▶ **Task statement**:
Exactly the lines from the line containing "Query: window rubber seal" through the last line of the entries below should appear in the answer, reproduced verbatim.
== == ==
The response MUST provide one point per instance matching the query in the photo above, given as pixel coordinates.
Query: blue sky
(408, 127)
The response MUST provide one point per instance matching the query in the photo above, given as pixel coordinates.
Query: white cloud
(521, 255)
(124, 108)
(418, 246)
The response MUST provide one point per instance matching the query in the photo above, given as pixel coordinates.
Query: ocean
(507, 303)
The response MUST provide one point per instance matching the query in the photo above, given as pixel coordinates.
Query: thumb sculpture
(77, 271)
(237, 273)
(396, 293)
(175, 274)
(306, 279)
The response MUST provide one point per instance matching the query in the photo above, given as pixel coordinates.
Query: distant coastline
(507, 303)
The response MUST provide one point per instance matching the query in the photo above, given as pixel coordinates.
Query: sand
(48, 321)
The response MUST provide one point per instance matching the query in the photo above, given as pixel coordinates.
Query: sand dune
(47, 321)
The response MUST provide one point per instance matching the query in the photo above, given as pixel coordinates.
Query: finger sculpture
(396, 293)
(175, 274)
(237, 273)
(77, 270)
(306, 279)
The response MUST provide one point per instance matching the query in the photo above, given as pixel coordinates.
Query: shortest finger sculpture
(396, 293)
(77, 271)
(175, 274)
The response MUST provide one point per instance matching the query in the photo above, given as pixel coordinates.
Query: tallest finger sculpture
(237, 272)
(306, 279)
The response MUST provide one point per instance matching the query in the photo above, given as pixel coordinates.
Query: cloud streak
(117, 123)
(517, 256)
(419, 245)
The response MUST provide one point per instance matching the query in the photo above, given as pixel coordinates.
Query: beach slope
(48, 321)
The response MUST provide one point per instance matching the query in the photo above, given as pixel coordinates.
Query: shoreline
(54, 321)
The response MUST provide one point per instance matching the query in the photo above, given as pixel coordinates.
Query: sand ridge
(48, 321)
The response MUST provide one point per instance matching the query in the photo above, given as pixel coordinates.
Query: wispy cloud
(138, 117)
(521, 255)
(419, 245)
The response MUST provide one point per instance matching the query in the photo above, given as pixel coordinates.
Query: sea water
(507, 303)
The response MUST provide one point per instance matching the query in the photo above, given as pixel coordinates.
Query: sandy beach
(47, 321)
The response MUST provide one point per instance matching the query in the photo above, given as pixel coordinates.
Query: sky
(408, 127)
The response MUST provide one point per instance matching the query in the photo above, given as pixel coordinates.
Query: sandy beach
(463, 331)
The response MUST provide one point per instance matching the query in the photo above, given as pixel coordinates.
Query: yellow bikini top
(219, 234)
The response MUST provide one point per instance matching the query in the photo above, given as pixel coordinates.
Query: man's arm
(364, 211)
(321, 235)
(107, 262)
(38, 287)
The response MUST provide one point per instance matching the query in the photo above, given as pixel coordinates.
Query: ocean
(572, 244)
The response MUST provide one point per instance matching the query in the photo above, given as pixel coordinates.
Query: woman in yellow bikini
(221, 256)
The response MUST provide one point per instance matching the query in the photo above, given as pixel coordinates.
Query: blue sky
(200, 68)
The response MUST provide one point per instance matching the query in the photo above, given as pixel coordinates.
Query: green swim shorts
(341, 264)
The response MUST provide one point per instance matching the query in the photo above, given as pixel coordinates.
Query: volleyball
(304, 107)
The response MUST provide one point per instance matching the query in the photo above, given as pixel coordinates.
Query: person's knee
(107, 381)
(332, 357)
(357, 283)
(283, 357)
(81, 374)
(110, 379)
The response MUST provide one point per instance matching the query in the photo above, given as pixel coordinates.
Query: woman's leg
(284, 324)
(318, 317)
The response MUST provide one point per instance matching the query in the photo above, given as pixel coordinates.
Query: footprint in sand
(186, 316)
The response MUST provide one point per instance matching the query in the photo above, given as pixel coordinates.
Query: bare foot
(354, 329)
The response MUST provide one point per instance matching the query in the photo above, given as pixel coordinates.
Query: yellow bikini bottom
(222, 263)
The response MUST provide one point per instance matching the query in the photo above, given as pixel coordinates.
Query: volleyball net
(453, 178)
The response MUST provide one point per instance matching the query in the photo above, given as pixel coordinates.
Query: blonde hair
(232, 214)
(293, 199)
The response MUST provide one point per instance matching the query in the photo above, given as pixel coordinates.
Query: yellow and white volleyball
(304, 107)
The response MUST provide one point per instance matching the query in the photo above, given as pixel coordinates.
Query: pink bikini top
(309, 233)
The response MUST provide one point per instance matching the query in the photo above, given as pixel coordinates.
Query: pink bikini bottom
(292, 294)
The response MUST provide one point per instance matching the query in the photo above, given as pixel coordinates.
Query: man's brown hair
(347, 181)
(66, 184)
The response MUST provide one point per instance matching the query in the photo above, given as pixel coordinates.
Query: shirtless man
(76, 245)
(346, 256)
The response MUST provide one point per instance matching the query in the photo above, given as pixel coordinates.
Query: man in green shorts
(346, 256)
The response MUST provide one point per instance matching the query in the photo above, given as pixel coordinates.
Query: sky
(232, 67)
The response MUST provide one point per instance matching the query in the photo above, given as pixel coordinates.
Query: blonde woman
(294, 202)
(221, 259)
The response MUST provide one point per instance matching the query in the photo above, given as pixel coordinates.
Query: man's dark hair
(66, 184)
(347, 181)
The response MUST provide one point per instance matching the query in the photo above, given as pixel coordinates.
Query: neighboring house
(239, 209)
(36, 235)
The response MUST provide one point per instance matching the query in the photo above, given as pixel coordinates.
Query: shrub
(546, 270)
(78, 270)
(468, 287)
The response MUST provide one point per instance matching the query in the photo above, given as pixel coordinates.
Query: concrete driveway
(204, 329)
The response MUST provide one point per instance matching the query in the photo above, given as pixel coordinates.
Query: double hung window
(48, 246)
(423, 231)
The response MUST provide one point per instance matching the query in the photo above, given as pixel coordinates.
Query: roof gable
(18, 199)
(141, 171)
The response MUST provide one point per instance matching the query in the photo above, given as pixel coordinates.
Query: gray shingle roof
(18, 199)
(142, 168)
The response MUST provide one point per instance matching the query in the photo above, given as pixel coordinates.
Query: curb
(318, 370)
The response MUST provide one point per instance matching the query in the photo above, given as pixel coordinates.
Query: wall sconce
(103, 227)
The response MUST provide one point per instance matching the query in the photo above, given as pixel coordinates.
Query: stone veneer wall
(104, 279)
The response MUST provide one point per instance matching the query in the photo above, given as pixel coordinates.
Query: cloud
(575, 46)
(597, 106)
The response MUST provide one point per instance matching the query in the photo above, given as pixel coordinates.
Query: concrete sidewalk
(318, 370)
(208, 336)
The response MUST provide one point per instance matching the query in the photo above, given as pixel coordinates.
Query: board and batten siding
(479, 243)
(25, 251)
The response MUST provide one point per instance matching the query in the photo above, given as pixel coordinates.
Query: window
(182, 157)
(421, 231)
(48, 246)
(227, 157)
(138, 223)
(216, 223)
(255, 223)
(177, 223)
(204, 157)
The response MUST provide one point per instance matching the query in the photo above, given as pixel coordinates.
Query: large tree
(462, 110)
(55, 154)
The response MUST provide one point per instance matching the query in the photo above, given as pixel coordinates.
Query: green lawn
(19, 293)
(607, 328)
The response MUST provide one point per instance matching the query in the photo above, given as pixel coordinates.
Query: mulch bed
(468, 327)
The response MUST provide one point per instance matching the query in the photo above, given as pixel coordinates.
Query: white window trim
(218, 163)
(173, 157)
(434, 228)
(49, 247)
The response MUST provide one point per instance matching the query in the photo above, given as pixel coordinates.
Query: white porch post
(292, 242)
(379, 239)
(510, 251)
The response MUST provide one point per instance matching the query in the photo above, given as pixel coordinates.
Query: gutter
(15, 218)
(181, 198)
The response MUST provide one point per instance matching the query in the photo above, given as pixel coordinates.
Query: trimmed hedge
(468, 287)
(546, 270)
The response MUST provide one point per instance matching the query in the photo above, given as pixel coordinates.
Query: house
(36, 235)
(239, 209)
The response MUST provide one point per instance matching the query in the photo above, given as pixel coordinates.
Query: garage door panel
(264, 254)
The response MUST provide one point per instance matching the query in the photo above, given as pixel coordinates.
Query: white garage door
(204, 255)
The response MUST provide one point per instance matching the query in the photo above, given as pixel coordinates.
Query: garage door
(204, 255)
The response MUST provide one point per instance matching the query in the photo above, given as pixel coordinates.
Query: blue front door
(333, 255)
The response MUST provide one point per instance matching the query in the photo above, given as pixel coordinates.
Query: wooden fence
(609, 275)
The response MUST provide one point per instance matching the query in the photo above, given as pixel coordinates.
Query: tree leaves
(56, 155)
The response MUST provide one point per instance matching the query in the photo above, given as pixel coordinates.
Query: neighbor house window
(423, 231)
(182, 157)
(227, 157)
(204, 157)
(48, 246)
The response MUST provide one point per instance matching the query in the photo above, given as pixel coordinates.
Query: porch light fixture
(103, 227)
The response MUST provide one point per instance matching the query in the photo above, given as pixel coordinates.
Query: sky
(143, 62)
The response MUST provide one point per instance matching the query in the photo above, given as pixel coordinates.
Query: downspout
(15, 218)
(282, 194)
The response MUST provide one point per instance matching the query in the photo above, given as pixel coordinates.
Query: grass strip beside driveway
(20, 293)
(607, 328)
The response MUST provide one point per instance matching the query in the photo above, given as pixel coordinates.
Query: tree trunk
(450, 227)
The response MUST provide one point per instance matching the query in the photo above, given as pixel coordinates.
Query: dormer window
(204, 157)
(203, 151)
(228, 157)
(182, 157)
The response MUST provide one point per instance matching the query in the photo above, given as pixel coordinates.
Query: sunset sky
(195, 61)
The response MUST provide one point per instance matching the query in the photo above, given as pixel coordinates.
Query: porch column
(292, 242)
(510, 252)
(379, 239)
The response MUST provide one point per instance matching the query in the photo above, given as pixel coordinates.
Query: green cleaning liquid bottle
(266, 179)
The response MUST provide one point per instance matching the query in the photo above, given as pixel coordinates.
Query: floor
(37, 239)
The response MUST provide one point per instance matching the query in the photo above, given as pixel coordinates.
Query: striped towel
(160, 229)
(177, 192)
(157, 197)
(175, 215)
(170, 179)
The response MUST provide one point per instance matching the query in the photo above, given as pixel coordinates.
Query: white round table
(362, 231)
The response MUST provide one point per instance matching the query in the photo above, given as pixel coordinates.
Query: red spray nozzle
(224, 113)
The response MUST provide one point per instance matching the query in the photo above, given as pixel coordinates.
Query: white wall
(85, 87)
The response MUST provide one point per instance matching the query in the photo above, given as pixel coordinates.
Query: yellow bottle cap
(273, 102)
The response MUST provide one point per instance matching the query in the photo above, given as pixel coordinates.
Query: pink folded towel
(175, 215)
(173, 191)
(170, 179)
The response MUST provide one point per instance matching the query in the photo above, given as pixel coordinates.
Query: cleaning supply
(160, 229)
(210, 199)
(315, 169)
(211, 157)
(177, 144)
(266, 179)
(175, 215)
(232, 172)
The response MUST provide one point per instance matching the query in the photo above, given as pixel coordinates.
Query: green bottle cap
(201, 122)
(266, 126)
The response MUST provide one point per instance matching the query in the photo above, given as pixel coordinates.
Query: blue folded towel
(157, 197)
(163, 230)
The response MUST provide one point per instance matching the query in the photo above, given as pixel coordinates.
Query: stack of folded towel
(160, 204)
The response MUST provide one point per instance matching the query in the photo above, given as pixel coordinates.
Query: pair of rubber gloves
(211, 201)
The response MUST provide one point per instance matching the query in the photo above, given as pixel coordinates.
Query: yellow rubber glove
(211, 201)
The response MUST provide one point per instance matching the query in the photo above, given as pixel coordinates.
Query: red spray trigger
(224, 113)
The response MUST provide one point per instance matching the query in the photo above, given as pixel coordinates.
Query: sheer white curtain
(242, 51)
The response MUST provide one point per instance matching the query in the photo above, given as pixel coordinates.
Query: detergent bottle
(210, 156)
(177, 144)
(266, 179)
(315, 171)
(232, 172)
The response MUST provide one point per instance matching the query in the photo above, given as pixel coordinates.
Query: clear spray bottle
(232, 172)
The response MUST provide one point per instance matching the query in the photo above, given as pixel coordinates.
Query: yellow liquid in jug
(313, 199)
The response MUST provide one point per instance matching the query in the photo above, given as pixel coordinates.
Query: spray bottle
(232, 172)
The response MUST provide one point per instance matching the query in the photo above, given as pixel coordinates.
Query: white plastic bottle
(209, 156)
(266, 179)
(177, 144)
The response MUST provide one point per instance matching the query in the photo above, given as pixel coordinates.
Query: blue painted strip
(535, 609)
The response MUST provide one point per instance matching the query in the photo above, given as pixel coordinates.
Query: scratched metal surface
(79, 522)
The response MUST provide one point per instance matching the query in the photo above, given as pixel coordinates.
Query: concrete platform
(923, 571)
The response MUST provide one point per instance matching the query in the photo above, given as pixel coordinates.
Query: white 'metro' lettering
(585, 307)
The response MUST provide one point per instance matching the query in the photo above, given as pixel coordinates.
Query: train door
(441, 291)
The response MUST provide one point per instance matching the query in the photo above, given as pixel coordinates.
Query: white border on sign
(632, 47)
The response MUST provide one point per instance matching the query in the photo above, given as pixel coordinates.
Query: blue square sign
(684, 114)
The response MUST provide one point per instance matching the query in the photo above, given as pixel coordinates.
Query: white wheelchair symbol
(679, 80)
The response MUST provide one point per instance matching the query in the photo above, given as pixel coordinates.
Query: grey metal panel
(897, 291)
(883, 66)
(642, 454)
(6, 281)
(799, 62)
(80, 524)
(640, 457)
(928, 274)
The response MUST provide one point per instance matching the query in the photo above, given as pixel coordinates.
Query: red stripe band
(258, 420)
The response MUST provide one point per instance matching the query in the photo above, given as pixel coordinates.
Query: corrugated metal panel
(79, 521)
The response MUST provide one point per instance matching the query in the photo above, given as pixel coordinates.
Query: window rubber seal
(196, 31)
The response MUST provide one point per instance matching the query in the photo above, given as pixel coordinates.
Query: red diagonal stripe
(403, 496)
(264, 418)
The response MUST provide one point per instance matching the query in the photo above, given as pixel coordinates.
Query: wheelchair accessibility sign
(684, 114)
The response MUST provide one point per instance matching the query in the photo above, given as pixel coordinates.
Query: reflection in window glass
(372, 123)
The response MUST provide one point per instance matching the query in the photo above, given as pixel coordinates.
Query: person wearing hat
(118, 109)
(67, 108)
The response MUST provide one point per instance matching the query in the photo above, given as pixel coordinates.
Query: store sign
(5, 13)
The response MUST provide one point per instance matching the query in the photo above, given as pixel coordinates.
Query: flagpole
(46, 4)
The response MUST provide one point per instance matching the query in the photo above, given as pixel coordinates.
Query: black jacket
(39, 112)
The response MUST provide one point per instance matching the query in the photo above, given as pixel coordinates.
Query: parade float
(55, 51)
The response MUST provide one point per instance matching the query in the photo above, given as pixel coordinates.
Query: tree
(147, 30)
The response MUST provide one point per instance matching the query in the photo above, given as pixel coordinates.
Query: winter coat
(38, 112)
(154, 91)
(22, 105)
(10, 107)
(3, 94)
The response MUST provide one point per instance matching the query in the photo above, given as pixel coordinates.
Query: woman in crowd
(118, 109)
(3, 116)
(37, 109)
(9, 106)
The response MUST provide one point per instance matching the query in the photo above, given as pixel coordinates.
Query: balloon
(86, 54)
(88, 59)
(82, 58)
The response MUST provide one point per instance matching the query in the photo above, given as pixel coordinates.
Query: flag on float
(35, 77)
== == ==
▶ **Exercise answer**:
Query: window rubber seal
(196, 31)
The response MUST provide one point per instance matching the query in the photo above, given as pixel coordinates.
Query: red diagonal stripe
(403, 496)
(264, 418)
The response MUST provide one point per instance matching the query in the photo above, given as pixel coordinates.
Query: wheelchair accessibility sign
(684, 114)
The response MUST provide one point per instance matching the query in the photo above, given as pixel coordinates.
Query: reflection in window glass
(372, 123)
The response MUST provide one point per instance matching the query in the photo above, given as pixel coordinates.
Query: person wearing hat
(118, 109)
(67, 108)
The response MUST provide one point per instance matching the query in the photo above, given as pixel coordinates.
Query: store sign
(5, 13)
The response MUST provide one point per instance matching the query in the photo above, given as pixel coordinates.
Query: flagpole
(46, 4)
The response MUST provide one point per instance matching the query in the photo above, given as pixel coordinates.
Query: black jacket
(39, 112)
The response MUST provide one point per instance matching the query in the photo above, given as pixel coordinates.
Query: parade float
(55, 51)
The response MUST provide one point per instance matching the query in the photo above, given as pixel coordinates.
Query: tree
(147, 30)
The response MUST provide one point per instance matching the query in the photo above, given as pixel coordinates.
Query: winter coat
(38, 112)
(154, 91)
(22, 105)
(10, 107)
(3, 94)
The response MUST provide one point per instance matching the query in the photo above, given as pixel coordinates.
Query: woman in crowd
(118, 109)
(3, 116)
(37, 109)
(9, 106)
The response MUST provide one point per instance matching the query in the photo above, given as pixel coordinates.
Query: balloon
(86, 54)
(88, 59)
(82, 58)
The response MUST provide one point per instance matching the query in the photo above, given as pixel coordinates.
Query: flag on float
(35, 77)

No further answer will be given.